*** GIVEN TEXT Section Begins ***

The global economy had seemed to be improving as the anxiety caused by the trade wars and Brexit eased. Suddenly, however, the world is confronting the specter of the first truly disruptive pandemic of the era of globalization.
With the death toll in the coronavirus outbreak approaching 2,800 and approximately 82,000 cases officially recorded across 30 countries, some economists are war-gaming what an uncontrolled outbreak could mean for global growth.
Oxford Economics Ltd. figures an international health crisis could erase more than $1 trillion from the world’s gross domestic product. That would be the price tag for a spike in workplace absenteeism, lower productivity, sliding travel, disrupted supply chains, and reduced trade and investment.
Investors are already nervous. In the U.S. a multiday rout wiped out stock gains for the year, while yields on 10-year government bonds touched record lows. “The market is pricing in a significant slowdown in GDP and a 10% impact on earnings,” says Zhiwei Ren, portfolio manager at Penn Mutual Asset Management.

*** GIVEN TEXT Section Ends ***

ACTIVITY 1
In the article on the coronavirus's economic toll, how much does Oxford Economics estimate an international health crisis could erase from world GDP?
ACTIVITY 2
Resume the article on the coronavirus's economic toll from the point where it stops.

*** PROVIDED MATERIAL Section Begins ***

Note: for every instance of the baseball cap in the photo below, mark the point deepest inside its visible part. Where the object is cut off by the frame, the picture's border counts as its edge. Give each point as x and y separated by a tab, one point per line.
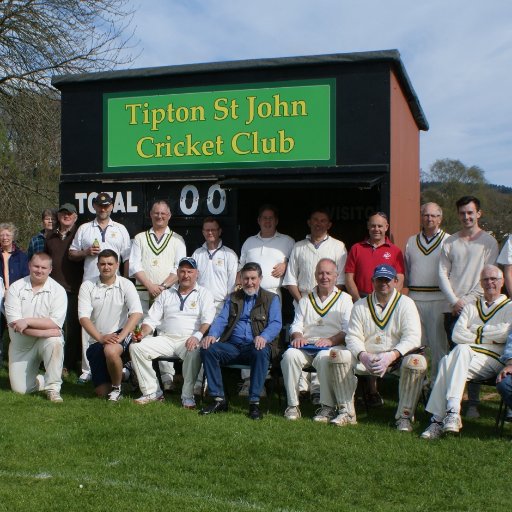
188	261
103	199
68	207
386	271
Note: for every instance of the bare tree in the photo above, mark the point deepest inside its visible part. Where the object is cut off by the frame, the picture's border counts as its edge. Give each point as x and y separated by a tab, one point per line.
42	38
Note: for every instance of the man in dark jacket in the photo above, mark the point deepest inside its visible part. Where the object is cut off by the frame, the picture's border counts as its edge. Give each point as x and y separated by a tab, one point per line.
247	326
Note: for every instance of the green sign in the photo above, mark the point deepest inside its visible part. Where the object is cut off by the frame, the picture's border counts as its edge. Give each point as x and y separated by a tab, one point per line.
288	124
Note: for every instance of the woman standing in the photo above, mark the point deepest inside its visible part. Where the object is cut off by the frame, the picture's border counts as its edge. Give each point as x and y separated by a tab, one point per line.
13	265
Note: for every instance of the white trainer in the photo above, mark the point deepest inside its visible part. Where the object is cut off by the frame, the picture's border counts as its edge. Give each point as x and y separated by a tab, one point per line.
404	425
244	390
472	413
452	422
115	395
343	419
433	431
151	397
325	414
292	413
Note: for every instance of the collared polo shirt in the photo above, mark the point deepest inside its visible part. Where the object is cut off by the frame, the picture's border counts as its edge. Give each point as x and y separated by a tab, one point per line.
115	237
217	269
364	257
49	302
267	252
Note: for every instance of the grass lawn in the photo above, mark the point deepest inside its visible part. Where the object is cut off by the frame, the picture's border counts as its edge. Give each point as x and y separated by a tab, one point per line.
88	455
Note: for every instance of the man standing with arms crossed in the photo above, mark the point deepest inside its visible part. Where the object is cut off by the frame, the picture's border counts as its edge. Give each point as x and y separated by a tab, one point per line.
90	239
271	250
69	275
422	254
463	256
154	259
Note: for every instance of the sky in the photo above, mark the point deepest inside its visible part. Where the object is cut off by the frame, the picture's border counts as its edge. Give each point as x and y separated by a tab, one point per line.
458	56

*** PROVIDED MATERIAL Section Ends ***

ANSWER BOX 1
More than $1 trillion.

ANSWER BOX 2
For now, central bankers and governments continue to bet that the virus won’t damage the world economy by much and that there will be a rapid rebound once the illness is contained. But that confidence is being tested. While the International Monetary Fund reckons the virus will force it to knock only 0.1 percentage point off its 3.3% global growth forecast for 2020, IMF Chief Economist Gita Gopinath said in a Feb. 24 Yahoo Finance interview that a pandemic would conjure “really downside, dire scenarios.”